_Excerpt to read_
━━━━

By far, the most important trend in investing this year was the anticipation and celebration of stock repurchases or share buybacks – the fuel that powered both corporate earnings growth and the ascent of the stock market. As some columnists have put it, the US stock market spent most of the year literally shrinking! Despite a record year for IPOs, the sheer scale of stock buybacks meant less and less shares to go around. The supply-demand dynamics work the same way in the stock market as they do in any other aspect of business and the effect of this scarcity condition have been amazing for investors.

According to FactSet Research, S&P 500 companies repurchased an total of $415 billion worth of their own stock this year, up 12% from 2012. Apple alone authorized a $60 billion repurchase plan, the largest such endeavor of all time, and it’s probably what finally but a bottom underneath its stock price.

━━━━

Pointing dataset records
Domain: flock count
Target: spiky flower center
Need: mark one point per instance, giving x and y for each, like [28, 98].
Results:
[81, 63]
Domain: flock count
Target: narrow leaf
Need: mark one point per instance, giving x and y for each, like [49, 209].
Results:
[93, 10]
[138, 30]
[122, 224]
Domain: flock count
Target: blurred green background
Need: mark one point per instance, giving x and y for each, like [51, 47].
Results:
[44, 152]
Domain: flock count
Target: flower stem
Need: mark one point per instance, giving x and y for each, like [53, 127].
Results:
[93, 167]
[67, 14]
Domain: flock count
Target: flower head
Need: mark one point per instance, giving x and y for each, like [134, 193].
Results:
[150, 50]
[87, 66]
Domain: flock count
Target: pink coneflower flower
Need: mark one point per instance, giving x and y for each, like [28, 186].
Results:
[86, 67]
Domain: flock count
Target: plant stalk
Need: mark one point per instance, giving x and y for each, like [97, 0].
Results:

━━━━

_Problem set_
(a) Please list every dollar amount and percentage that appears in the stock buyback text.
(b) According to the stock buyback text, how large was the repurchase plan that Apple authorized?

_Exercise responses_
(a) $415 billion, 12%, $60 billion

(b) Apple authorized a $60 billion repurchase plan.